**Records for this task**
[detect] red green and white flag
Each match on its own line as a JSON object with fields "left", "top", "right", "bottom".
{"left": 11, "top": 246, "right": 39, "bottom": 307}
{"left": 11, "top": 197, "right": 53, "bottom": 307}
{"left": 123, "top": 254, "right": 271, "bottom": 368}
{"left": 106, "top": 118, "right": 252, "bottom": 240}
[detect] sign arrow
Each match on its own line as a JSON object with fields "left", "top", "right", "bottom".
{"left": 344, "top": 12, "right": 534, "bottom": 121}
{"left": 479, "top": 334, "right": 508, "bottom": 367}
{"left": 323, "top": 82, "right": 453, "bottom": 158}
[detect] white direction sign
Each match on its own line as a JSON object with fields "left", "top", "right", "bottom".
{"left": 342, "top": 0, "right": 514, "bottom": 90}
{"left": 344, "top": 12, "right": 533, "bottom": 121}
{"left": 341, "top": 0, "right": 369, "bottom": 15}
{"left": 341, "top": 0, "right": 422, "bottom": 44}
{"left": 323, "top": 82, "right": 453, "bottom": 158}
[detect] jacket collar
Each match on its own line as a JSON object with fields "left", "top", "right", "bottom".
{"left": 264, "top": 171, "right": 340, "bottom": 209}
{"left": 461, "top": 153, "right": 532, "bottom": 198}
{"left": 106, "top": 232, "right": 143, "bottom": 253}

**What needs to be done**
Say how many lines in the listing above include "sign". Give nothing but the number.

**Answer space**
2